▶
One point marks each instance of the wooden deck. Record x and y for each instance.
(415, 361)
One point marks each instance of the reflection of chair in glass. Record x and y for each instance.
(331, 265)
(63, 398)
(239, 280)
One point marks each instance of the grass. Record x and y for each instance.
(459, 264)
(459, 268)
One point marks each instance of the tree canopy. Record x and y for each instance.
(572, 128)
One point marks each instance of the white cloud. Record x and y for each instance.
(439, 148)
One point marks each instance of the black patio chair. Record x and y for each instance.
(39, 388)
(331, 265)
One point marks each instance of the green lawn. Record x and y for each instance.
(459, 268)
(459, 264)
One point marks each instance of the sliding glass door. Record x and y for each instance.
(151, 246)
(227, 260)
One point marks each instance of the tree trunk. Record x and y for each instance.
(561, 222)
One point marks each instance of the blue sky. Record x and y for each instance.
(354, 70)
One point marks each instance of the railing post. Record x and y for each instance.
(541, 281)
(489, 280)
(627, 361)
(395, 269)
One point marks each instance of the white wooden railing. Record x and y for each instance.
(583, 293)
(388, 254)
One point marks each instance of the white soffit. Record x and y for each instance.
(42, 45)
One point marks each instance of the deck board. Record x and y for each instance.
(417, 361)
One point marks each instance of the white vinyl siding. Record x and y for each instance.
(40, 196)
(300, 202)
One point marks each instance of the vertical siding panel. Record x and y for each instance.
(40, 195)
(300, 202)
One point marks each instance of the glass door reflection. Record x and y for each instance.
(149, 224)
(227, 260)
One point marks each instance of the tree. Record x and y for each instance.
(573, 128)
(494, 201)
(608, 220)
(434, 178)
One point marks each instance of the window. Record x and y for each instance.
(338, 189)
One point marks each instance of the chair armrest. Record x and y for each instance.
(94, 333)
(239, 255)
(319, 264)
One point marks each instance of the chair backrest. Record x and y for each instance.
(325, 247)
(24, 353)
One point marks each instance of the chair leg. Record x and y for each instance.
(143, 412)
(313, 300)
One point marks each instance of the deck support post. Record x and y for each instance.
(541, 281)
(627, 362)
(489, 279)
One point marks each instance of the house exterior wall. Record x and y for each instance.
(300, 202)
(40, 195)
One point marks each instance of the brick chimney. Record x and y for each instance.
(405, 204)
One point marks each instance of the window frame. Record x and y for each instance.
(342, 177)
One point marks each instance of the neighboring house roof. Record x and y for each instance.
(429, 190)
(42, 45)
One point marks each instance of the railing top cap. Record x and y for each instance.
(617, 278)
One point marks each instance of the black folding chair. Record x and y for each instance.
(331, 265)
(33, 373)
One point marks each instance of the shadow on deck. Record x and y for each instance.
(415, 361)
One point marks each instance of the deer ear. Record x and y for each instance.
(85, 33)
◀
Prompt: Reproduce word for word every line of the material above, from the line containing "One point marks each instance of the black folding" down to the last line, including both.

Answer to the problem:
One point marks each instance of the black folding chair. Record x and y for each instance.
(331, 265)
(33, 373)
One point marks each instance of the shadow on deck. Record x and y for each instance.
(415, 361)
One point marks each instance of the deer ear. Record x and y for each instance.
(85, 33)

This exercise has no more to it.